**QUOTED PASSAGE**
----------------
The HR and SpO2 of the SMD and the StO2, the oxy- and deoxy-hemoglobin concentration ([O2Hb] and HHb]) of the OxyPrem were directly employed as MLA features. Three additional features that represent the area between the StO2, SpO2 and HR signals and their respective alarm limits were calculated. The rationale for this is that the severity of a deviation depends on both the time and the depth. This also represents the concept of the caregivers. In addition, the last feature corresponds to the phase difference between the [O2Hb] and the [HHb].

To simplify the classifier’s complexity and improve the accuracy of the classification, the most relevant features were automatically identified by a feature selection step. First, the Fisher’s discriminant ratio [10] reduced the set from 10 to 6 features. The Sequential Backward Selection [11] decreased the set further to 4 features: Area SpO2, HR, SpO2 and StO2. The feature selection was carried out on the individual subject level, and in two subjects solely HR and SpO2 were selected. The resulting reduced feature sets were used to train and test the four supervised machine learning algorithms : (i) decision tree (DT), (ii) 5-nearest neighbors (5-NN), (iii) naïve Bayes (NB) and (iv) support vector machine (SVM). Each was implemented in the MATLAB Statistics and Machine Learning Toolbox. The learning phase was repeated 10 times. The classifier was tested each time on different data. To avoid overfitting [12], a ten-fold cross-validation procedure was employed, i.e. in a rotational manner, nine subsets were used as a training set and the remaining one as a test set.
----------------
**TASKS TO CARRY OUT**
1. Name the supervised machine learning algorithms that the passage on feature selection says were trained and tested.
2. From the passage on feature selection, copy the part that opens with the words containing "The HR and SpO2" and closes with "and the [HHb].".
The listing after this passage comes from a different source.

**PROVIDED MATERIAL**
----------------
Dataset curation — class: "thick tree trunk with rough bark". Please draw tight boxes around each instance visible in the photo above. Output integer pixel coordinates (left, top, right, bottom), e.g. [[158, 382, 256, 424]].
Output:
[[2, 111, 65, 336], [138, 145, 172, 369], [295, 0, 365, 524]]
----------------
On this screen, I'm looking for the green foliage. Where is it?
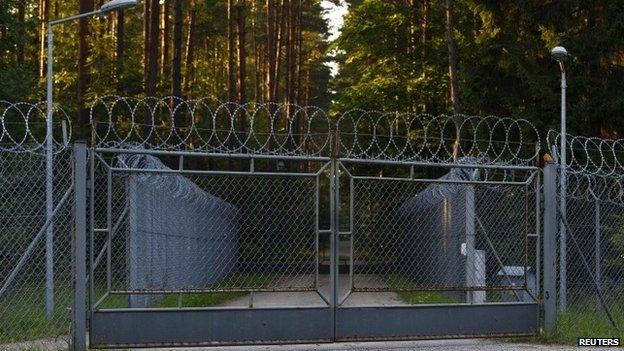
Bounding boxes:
----------------
**TASK RESPONSES**
1. Decision tree (DT), 5-nearest neighbors (5-NN), naïve Bayes (NB), and support vector machine (SVM).

2.
The HR and SpO2 of the SMD and the StO2, the oxy- and deoxy-hemoglobin concentration ([O2Hb] and HHb]) of the OxyPrem were directly employed as MLA features. Three additional features that represent the area between the StO2, SpO2 and HR signals and their respective alarm limits were calculated. The rationale for this is that the severity of a deviation depends on both the time and the depth. This also represents the concept of the caregivers. In addition, the last feature corresponds to the phase difference between the [O2Hb] and the [HHb].